→ **Material for this exercise**
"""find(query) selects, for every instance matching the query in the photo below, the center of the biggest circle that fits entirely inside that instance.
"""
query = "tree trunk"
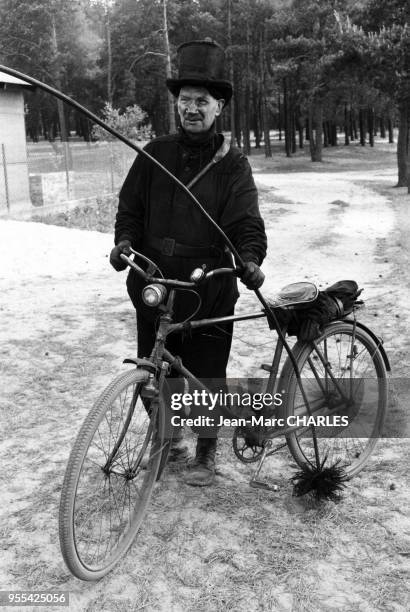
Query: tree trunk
(287, 120)
(390, 130)
(293, 128)
(171, 107)
(279, 117)
(109, 53)
(246, 101)
(346, 127)
(231, 71)
(362, 128)
(370, 123)
(315, 131)
(325, 134)
(300, 131)
(403, 146)
(382, 127)
(256, 121)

→ **Work instructions**
Reproduce the entries above word for word. Pictures stay out.

→ **Exercise output**
"""find(query) selects, for every instance matching the query in the photo below, the center of the biggest circle that fits entirely inside that instance.
"""
query = "tree trunk"
Query: tree trunk
(287, 120)
(390, 130)
(293, 128)
(171, 107)
(279, 117)
(109, 53)
(246, 101)
(346, 127)
(231, 71)
(362, 128)
(370, 123)
(315, 131)
(325, 134)
(300, 131)
(403, 146)
(382, 127)
(256, 121)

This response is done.